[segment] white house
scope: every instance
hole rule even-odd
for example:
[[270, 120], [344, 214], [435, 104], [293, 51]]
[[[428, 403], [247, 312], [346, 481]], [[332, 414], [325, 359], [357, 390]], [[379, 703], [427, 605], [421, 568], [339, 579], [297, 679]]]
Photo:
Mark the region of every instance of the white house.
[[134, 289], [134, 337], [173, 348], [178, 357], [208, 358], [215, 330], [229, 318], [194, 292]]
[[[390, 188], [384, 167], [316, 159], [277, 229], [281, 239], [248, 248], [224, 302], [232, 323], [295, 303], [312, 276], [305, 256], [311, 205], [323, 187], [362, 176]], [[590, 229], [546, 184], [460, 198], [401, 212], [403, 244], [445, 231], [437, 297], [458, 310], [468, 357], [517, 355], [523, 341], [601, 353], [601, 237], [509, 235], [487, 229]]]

[Action item]
Retype the data in full, exactly.

[Written response]
[segment] white house
scope: every instance
hole rule even-odd
for example:
[[270, 120], [344, 214], [435, 104], [293, 51]]
[[[428, 403], [247, 312], [346, 481]], [[332, 414], [325, 359], [357, 390]], [[379, 703], [427, 605], [421, 568], [339, 579], [297, 679]]]
Photo:
Mark the region of every instance of the white house.
[[134, 289], [134, 337], [173, 348], [178, 357], [208, 358], [215, 330], [229, 318], [194, 292]]
[[[390, 188], [384, 167], [316, 159], [277, 229], [281, 239], [248, 248], [224, 302], [232, 323], [295, 303], [312, 276], [305, 256], [311, 205], [323, 187], [362, 176]], [[590, 229], [546, 184], [460, 198], [401, 212], [403, 244], [445, 231], [437, 297], [458, 310], [468, 357], [517, 355], [523, 341], [601, 353], [601, 237], [509, 235], [487, 229]]]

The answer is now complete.